Le dossier intitulé « Littérature et surveillance : transversalités sémiotiques », dans le numéro 204 de la revue Littérature, regroupe, sous la responsabilité de Denis Bertrand et Raphaël Horrein, les contributions, dans l’ordre de présentation dans la revue, de Denis Bertrand, Raphaël Horrein, Michel Costantini, Jean-Paul Engélibert, Juan Alonso Aldama, Gianfranco Marrone, Maude Bonenfant, Verónica Estay Stange. Dans cette liste, le seul spécialiste de la surveillance (mais certainement pas le seul praticien !), est en l’occurrence Raphaël Horrein, qui a soutenu, l’année qui précède la publication de ce numéro de Littérature, une thèse intitulée « Panopticons, fictions, actualités. Sémiotique de la surveillance, entre littérature et discours social. » Les autres contributeurs rencontrent dans leur propre champ de recherches la problématique de la surveillance, et lui appliquent les méthodes qui relèvent de ce champ de recherches.

On apprend ainsi (par précaution, je devrais dire « j’apprends », peut-être suis-je le seul à bénéficier de l’effet d’une découverte) qu’il existe un champ de recherches spécifique portant le nom de Surveillance Studies, et que son fondateur est David Lyon, un sociologue américain qui a créé et dirigé le Surveillance Studies Center, à l’Université Queen’s à Kingston, en Ontario. La précision n’est pas anecdotique car, pour cette livraison d’une revue d’études littéraires, la référence en arrière-plan, le domaine de recherches principal, est de nature sociologique. Et de fait, on note tout de suite qu’en raison de la composition de ce dossier, ce numéro d’une revue qui s’adresse d’abord à des littéraires fait appel à des domaines de recherches très variés : études littéraires, sémiologie de la littérature, certes, mais aussi sémiotique des pratiques, recherches sur les jeux vidéo, sur les arts et la politique. Il m’est difficile de dire si ce thème peut constituer un domaine spécifique des études littéraires, comme en sociologie, mais, en revanche, il est clair qu’il relève de plein droit, au sens large, de la socio-sémiotique, et même, au sens restreint, d’une socio-sémiotique des interactions.

Car, ce que révèle d’abord l’ensemble des contributions à ce dossier, c’est que la surveillance est d’emblée une interaction, originale dans son régime sémiotique, vertigineuse dans sa récursivité, et particulièrement impressionnante par le mode d’emprise individuelle et collective qu’elle installe. Elle est même si complexe et si ingénieuse que les modèles socio-sémiotiques de Landowski pourraient ici entrer en surchauffe, contraints à bégayer entre programmations systématiques, manipulations en abyme, ajustements divers et retors, et aléas paradoxalement bienvenus, tout en même temps. De fait, et c’est inévitable, les contributions ici réunies mettent plutôt en lumière les modalités de la résistance à la surveillance, que celles de la surveillance en elle-même, en accord avec un topos implicite du type « Il est plus valorisant d’être surveillé résistant que surveillant dominant », et ce d’autant plus que les modalités de la surveillance sont principalement conçues pour neutraliser celles de la résistance. Autrement dit, d’un côté, si on ne connaît pas les modalités de la résistance, on ne peut mettre en place une surveillance efficace, et, d’un autre côté, si, pour résister, on emploie le même type de moyens que ceux de la surveillance, on n’a aucune chance de lui échapper.

- - - - -

## CONSIGNE
D'après le texte de lecture, qui a fondé le champ de recherches appelé Surveillance Studies ? La liste ci-dessous constitue un matériau indépendant du texte de lecture.

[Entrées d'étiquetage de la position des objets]
- - - - -

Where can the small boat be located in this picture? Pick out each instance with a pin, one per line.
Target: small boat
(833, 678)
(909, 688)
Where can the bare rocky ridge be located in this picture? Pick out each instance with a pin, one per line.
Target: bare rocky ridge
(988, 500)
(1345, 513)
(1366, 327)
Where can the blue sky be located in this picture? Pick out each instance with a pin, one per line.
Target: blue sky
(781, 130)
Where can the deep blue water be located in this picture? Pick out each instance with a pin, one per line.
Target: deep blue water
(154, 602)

- - - - -

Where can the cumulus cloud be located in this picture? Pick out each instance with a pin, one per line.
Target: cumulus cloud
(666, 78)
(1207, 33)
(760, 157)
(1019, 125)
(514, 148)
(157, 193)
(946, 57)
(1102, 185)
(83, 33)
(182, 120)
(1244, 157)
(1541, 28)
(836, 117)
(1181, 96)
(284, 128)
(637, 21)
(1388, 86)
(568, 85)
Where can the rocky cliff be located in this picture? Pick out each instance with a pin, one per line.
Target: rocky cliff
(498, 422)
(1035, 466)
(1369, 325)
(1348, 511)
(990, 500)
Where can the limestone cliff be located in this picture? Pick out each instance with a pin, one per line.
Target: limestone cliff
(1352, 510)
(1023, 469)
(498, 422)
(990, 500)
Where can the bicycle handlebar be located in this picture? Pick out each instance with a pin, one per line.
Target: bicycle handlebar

- - - - -

## CORRIGÉ
David Lyon, un sociologue américain.